**Document text**
+++
April is National Facial Protection Month, and is sponsored by the Academy for Sports Dentistry, the American Academy of Pediatric Dentistry, the American Dental Association, the American Association of Oral and Maxillofacial Surgeons, and the American Association of Orthodontists. They encourage children and adults to enjoy sports by using common sense and taking the necessary precautions to prevent sports injuries. For more information about the prevention and treatment of facial injury, visit the website. Please help raise awareness, and view the many resources, facts and statistics, flyers and posters to download and share, and tips for avoiding injuries.

Did you ever think of hair disorders and dental decay were connected? At the 93rd General Session and Exhibition of the International Association for Dental Research (IADR), study entitled "Hair Keratins as Structural Organic Components of Mature Enamel: The Link Between Hair Disorders and Susceptibility to Dental Caries" was presented. The researchers reported that polymorphisms in hair keratins, related to hair disorders, are also associated with increased susceptibility to dental decay. (1)
+++
**Supplied information**
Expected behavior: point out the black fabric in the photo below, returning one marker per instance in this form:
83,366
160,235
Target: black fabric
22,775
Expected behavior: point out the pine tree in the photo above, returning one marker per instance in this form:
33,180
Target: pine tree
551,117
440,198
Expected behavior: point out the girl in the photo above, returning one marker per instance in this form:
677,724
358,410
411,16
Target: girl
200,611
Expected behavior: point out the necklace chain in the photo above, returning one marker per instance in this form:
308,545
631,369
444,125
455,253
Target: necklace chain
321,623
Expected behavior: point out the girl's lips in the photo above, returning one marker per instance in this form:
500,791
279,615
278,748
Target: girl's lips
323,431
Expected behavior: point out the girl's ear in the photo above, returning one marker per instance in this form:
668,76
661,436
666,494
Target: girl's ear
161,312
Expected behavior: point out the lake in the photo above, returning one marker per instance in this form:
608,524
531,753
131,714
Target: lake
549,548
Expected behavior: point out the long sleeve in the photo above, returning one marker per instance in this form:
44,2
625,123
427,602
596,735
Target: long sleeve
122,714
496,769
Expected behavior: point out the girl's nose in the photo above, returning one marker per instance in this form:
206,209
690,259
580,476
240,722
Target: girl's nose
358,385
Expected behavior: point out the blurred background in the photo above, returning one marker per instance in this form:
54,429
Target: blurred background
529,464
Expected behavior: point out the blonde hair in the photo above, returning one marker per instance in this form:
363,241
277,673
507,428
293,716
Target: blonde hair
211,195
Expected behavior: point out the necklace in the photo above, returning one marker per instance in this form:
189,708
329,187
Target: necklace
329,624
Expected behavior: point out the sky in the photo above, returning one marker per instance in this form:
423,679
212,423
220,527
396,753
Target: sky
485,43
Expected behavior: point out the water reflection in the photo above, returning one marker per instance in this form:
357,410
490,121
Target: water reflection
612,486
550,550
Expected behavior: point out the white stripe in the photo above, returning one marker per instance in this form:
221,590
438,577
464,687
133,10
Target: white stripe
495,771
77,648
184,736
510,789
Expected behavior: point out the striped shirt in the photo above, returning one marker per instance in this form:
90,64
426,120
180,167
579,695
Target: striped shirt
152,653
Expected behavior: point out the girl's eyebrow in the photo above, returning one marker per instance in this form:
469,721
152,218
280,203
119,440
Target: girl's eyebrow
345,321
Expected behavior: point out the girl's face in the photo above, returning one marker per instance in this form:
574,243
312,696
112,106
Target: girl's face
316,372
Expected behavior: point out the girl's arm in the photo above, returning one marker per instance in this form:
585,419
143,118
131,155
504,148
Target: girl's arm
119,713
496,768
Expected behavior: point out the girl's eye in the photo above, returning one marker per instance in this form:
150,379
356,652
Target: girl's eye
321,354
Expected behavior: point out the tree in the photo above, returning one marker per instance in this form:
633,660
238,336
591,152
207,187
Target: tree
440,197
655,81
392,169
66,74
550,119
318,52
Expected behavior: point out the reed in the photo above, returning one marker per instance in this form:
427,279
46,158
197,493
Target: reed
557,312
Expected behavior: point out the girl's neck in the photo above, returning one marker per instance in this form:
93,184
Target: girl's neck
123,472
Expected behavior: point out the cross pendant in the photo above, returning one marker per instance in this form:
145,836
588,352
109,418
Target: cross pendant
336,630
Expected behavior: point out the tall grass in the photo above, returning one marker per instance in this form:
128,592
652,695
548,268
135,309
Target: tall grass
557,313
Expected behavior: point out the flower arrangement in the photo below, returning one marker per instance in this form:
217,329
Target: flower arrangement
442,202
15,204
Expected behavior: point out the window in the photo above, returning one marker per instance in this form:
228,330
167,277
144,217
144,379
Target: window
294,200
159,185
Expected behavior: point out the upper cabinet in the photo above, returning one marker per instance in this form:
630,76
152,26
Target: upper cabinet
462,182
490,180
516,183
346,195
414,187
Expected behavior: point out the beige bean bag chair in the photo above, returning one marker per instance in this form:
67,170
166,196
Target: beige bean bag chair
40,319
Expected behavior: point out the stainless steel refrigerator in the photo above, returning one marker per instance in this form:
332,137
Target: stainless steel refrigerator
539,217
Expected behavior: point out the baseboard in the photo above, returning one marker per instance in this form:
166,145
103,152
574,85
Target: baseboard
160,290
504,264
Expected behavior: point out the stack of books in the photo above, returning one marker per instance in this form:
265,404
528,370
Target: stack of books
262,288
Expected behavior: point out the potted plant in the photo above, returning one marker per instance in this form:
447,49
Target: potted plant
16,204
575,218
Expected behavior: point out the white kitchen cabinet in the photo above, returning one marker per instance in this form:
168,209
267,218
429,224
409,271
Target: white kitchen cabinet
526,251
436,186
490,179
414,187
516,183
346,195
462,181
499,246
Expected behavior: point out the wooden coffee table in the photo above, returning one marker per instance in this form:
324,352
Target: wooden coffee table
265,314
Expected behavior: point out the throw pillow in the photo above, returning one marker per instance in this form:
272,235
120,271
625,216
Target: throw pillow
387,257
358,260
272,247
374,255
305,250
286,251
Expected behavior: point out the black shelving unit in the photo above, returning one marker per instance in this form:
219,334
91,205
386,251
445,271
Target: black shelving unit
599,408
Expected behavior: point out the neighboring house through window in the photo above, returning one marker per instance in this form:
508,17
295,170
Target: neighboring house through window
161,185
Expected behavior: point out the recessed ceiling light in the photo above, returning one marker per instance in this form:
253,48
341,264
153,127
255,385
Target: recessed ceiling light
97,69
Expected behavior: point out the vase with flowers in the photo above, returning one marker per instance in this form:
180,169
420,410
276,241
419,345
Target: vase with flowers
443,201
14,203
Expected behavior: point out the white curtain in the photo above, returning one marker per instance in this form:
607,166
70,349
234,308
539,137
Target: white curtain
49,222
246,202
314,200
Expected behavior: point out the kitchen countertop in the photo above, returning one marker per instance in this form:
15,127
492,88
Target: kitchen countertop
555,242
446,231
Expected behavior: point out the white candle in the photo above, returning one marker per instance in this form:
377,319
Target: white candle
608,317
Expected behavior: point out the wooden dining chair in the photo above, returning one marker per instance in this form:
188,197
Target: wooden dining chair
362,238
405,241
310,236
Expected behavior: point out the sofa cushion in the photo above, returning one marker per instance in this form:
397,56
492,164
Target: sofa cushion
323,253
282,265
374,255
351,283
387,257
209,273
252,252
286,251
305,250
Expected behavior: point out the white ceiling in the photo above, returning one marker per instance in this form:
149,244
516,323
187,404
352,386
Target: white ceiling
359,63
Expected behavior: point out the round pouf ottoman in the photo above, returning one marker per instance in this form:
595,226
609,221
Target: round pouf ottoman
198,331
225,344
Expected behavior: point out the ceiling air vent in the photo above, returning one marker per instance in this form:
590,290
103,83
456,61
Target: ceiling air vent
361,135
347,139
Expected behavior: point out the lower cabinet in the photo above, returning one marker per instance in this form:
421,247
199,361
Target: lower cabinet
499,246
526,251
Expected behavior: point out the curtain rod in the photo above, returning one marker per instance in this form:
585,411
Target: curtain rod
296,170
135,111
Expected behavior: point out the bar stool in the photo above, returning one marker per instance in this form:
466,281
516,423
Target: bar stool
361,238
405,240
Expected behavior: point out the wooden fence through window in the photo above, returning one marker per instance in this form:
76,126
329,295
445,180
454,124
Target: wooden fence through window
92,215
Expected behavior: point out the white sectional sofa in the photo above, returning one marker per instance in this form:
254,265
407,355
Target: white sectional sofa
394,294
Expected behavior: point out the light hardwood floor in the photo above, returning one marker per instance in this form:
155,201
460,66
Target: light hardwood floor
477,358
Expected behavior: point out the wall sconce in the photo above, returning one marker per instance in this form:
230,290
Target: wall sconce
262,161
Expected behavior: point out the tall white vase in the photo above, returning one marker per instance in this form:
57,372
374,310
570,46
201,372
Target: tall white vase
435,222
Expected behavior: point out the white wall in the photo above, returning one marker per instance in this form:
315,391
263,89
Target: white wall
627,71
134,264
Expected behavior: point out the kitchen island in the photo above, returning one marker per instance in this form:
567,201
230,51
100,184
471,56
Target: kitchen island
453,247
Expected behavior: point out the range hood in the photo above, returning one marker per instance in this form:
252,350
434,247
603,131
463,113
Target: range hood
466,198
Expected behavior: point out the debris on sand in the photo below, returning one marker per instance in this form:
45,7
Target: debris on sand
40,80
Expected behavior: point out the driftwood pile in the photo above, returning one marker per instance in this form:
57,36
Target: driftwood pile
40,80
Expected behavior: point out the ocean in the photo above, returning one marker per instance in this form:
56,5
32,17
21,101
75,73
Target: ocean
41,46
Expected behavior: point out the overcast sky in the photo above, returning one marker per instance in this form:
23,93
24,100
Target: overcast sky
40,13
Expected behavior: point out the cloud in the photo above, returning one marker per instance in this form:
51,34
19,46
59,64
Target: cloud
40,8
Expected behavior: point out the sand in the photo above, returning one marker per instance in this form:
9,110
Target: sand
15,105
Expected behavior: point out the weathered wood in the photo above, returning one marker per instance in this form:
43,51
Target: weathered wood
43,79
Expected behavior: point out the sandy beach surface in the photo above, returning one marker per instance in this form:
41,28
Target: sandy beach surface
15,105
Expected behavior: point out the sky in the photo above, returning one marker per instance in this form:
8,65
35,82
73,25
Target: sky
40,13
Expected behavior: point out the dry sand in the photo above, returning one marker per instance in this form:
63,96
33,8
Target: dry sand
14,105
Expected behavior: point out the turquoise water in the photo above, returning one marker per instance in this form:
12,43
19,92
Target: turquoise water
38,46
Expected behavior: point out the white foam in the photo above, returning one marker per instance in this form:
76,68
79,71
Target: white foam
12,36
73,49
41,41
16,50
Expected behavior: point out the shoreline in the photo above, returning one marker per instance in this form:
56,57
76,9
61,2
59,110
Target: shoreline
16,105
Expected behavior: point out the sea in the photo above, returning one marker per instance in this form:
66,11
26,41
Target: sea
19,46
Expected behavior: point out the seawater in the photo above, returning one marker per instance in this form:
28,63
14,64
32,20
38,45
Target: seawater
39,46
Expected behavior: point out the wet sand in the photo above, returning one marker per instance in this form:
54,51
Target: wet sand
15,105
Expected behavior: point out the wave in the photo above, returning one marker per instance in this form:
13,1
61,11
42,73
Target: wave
+++
**Instructions**
A. According to the dental article, at which event was the study on hair keratins and dental caries presented?
B. Please write what comes next in the dental article, picking up after its final sentence.
The lines above have no connection to the dental article.

**Answers by item number**
A. At the 93rd General Session and Exhibition of the International Association for Dental Research (IADR).

B.
In this issue, we discuss Oral Cancer Awareness Month, the Dental Microbiome, dental implants, the sugar industry and tooth decay, and tobacco and oral cancer. We all know how bad smoking is, but according to a new study, it may be even worse than we thought. (2) According to the study, death rates among current smokers are 2–3 times as high as those among people who have never smoked. Most of this additional mortality is thought to be connected to the 21 diseases officially recognized as caused by cigarette smoking. They are included in certified estimates of smoking-attributable mortality in the United States. However, according to the researchers, if smoking causes other diseases, these official estimates may considerably underestimate the number of deaths attributable to smoking. (2) Other diseases could include infection, kidney disease, intestinal disease, and heart and lung ailments. Read more here.

In other news, the US Food and Drug Administration (FDA) updated its consumer advisory, but their position on dental amalgam has not changed. According to the American Dental Association (ADA), this came about when the FDA denied three petitions to ban or restrict dental amalgam. (3)

Happy Easter and Passover!

Sincerely,

Maria Perno Goldie

References
1. International & American Associations for Dental Research. Link between hair disorders and susceptibility to dental caries. ScienceDaily. www.sciencedaily.com/releases/2015/03/150314084150.htm. Published March 14, 2015. Accessed April 1, 2015.
2. Carter BD, Abnet CC, Feskanich D, et al. Smoking and mortality—Beyond established causes. N Engl J Med. 2015;372:631-40.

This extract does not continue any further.